- **PROVIDED RECORDS**:
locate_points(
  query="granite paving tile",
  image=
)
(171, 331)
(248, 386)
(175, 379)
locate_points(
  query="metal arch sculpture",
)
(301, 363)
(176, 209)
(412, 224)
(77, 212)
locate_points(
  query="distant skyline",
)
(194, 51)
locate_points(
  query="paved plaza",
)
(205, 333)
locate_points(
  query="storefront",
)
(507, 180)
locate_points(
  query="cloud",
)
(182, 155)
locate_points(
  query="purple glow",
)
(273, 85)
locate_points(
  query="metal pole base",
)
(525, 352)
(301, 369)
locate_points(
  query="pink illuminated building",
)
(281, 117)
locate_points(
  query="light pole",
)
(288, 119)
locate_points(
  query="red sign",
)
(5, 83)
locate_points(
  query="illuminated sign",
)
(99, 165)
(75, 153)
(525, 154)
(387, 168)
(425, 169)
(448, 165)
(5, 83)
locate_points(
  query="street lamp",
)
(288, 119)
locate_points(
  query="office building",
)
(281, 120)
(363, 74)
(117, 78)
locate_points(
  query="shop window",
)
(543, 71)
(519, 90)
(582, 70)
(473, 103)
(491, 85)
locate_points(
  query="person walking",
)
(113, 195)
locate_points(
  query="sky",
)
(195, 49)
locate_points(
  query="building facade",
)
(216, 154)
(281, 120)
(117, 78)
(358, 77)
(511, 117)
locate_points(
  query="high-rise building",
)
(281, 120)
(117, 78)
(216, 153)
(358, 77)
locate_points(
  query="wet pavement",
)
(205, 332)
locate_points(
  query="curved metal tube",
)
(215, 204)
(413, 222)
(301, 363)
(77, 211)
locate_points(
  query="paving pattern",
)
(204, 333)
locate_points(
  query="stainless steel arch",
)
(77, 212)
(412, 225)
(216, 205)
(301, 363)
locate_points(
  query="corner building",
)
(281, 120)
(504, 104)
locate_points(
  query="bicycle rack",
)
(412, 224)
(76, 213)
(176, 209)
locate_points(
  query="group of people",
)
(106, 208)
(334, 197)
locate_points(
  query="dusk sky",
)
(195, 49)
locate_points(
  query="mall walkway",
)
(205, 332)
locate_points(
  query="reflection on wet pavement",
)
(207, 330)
...
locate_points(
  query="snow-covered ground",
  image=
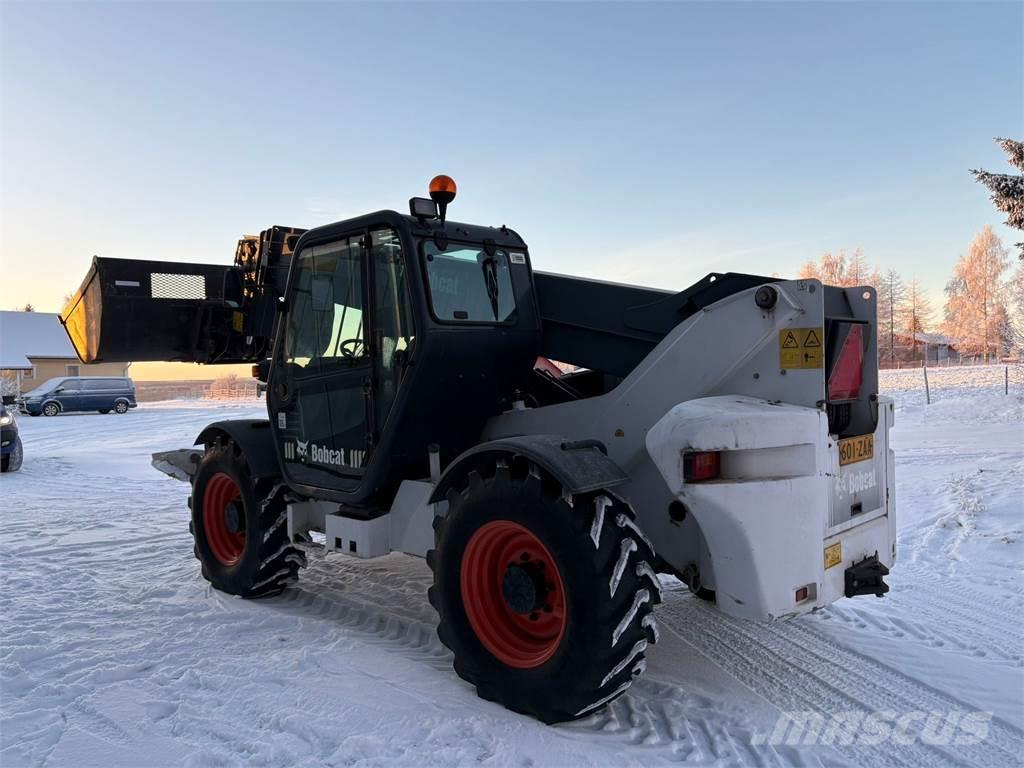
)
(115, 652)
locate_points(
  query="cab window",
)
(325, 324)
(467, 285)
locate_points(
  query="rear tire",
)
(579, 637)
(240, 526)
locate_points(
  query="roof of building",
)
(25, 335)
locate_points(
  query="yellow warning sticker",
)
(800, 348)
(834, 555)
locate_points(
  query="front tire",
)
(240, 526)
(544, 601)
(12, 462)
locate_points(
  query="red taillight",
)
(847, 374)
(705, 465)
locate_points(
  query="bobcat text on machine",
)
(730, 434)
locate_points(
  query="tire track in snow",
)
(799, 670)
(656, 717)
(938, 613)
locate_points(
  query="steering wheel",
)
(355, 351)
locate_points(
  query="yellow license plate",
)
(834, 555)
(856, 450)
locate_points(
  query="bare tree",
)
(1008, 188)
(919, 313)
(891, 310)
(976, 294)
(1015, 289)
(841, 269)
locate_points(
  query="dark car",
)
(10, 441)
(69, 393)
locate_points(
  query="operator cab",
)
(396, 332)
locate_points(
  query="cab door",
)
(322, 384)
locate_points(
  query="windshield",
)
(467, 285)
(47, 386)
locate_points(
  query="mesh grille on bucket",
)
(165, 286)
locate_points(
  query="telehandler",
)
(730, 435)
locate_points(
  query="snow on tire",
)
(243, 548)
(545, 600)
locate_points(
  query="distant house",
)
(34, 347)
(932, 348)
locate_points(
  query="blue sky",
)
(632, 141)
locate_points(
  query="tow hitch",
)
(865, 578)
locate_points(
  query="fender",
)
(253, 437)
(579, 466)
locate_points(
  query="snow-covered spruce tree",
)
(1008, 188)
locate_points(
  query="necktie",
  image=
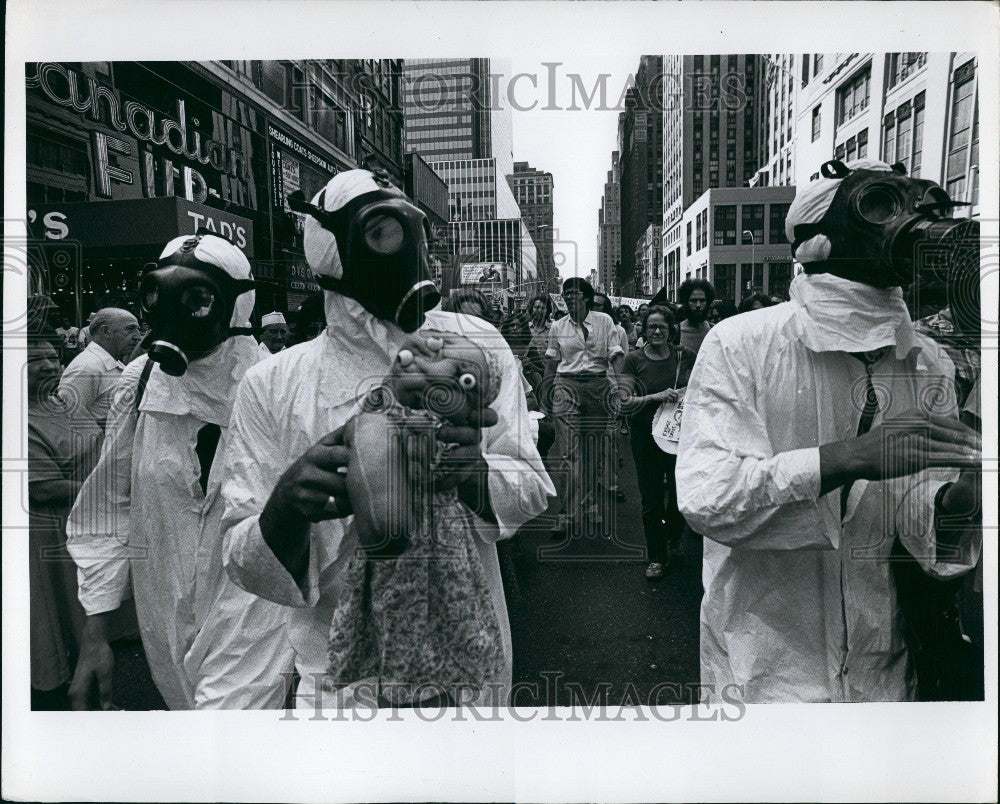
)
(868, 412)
==
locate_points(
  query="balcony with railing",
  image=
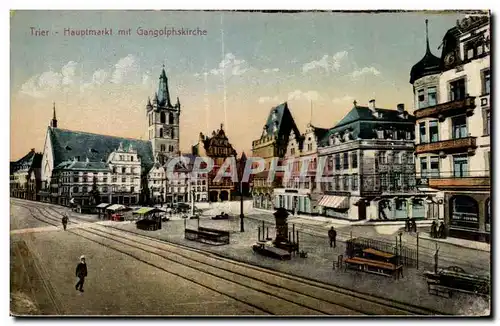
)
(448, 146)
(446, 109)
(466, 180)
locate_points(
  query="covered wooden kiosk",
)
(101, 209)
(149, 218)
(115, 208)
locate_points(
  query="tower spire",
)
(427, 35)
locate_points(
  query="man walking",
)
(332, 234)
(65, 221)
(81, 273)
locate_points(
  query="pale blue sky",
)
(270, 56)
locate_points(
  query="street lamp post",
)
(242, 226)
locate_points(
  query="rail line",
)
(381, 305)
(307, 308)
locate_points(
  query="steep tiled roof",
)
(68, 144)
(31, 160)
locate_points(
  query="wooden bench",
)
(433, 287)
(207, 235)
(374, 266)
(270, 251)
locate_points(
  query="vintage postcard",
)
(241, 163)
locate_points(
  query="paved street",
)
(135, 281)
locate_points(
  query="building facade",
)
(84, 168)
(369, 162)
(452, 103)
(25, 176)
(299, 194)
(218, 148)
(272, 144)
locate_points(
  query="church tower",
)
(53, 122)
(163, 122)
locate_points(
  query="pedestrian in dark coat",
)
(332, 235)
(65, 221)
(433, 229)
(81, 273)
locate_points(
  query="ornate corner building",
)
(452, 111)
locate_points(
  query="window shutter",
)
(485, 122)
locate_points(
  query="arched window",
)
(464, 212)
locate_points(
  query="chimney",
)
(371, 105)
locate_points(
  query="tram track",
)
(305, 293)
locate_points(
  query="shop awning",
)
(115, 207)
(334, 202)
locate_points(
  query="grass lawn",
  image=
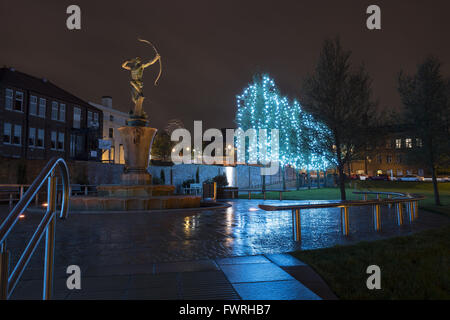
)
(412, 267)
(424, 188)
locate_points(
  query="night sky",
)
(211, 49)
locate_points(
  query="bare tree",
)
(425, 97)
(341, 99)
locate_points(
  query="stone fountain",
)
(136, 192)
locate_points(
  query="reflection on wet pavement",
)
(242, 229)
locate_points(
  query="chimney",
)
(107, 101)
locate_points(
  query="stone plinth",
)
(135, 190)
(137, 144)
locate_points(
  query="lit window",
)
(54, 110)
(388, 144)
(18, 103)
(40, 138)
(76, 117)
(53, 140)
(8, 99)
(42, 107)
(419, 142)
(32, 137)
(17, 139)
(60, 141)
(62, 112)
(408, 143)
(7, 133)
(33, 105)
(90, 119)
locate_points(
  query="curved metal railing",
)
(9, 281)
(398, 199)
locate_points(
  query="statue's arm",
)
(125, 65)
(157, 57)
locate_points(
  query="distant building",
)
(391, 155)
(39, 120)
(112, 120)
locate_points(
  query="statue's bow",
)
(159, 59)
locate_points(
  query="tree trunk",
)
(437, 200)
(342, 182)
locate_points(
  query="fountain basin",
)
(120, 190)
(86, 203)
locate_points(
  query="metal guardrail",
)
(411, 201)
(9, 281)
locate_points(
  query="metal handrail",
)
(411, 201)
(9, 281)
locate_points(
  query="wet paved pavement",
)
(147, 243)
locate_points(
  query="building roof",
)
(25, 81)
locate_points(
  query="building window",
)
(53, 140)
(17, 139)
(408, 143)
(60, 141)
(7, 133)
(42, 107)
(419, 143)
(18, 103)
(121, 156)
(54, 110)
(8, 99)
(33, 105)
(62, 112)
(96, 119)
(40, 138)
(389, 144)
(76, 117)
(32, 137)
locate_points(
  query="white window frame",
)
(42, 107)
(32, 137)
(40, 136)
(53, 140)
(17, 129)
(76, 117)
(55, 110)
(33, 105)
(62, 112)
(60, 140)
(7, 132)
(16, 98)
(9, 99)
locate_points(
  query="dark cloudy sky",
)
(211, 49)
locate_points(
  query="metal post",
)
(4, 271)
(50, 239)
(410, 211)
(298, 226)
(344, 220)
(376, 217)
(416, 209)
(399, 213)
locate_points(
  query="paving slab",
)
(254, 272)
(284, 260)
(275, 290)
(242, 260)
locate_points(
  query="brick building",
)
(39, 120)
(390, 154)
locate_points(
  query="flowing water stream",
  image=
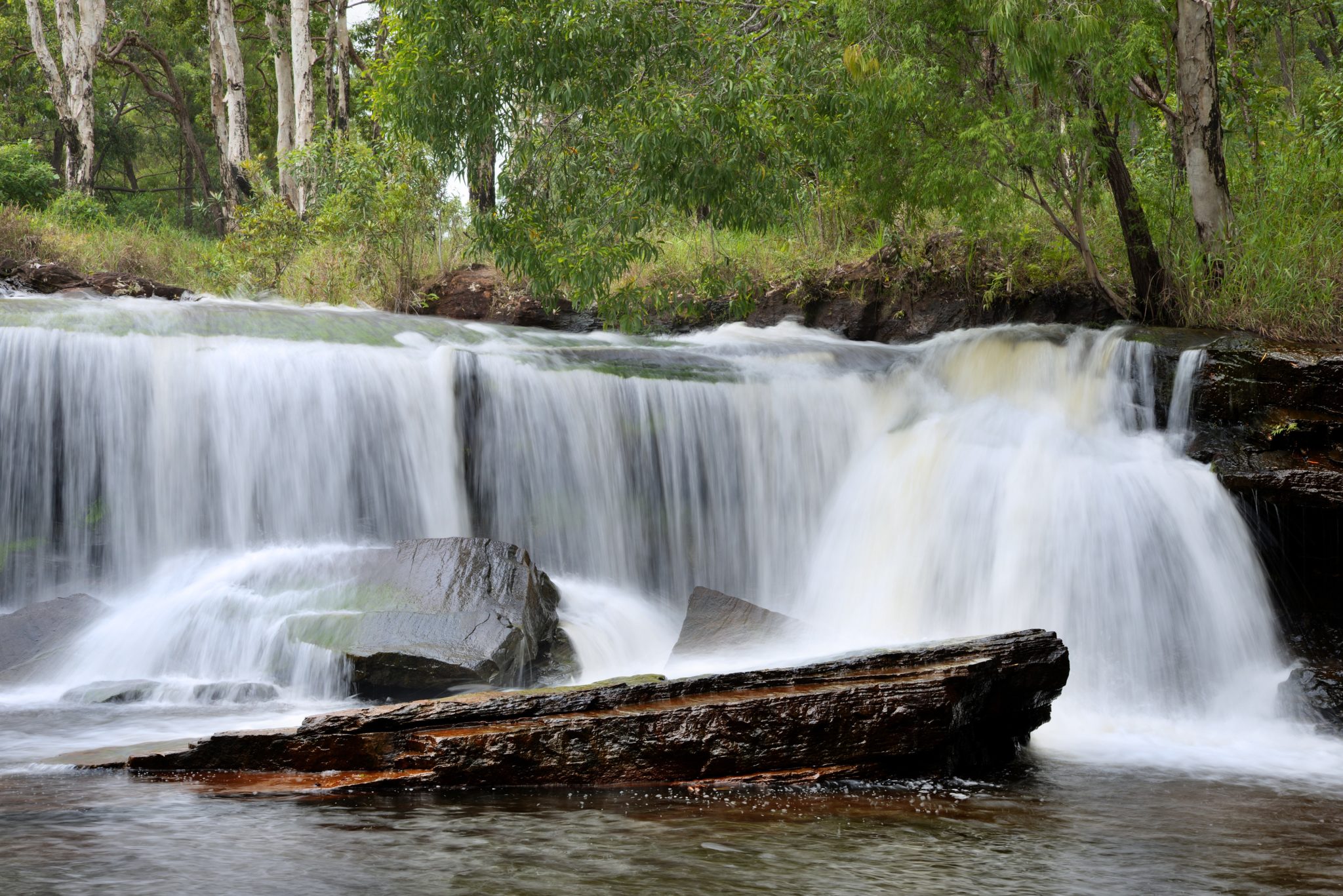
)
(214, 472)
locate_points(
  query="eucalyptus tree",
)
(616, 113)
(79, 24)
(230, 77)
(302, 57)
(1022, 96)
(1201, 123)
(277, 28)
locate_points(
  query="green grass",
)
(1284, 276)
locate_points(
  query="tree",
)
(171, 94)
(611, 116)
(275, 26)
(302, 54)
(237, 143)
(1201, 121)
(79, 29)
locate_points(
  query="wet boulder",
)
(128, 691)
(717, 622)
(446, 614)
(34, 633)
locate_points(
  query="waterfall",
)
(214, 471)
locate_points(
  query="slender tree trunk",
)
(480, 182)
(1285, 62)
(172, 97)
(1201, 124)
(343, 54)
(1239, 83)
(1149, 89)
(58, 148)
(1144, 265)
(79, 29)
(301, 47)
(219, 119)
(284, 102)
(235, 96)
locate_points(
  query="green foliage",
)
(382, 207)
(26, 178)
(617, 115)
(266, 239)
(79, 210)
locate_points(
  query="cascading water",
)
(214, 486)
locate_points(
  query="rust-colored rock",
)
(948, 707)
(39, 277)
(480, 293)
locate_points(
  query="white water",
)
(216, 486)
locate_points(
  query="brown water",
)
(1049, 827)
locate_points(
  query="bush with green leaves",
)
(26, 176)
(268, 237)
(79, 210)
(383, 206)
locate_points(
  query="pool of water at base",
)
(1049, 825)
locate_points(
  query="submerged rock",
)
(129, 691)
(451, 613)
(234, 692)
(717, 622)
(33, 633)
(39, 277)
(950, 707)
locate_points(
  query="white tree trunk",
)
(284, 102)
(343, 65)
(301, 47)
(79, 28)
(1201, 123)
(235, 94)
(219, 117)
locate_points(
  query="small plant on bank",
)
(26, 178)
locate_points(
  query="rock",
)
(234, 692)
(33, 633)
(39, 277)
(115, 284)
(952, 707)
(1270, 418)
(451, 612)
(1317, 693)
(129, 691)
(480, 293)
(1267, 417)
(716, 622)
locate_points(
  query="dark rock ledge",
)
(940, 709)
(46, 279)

- **YOUR OBJECTIVE**:
Search the listing above for "window" and copy every line that holds it.

- **EXPECTED OUTPUT**:
  query="shop window",
  query="cab window",
  query="window shutter",
  query="arched window",
  query="lit window",
  query="building window",
  query="white window frame",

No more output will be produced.